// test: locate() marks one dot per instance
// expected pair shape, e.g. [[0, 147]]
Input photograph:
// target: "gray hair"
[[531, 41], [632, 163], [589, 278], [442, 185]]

#### [TASK REQUIREMENTS]
Every entry should be printed again exactly as it stands.

#### [SOLUTION TO THIS PROBLEM]
// test: locate() marks one dot per instance
// expected pair shape, e.g. [[0, 147]]
Input photograph:
// target: "gray hair"
[[531, 41], [632, 163], [589, 278], [442, 185]]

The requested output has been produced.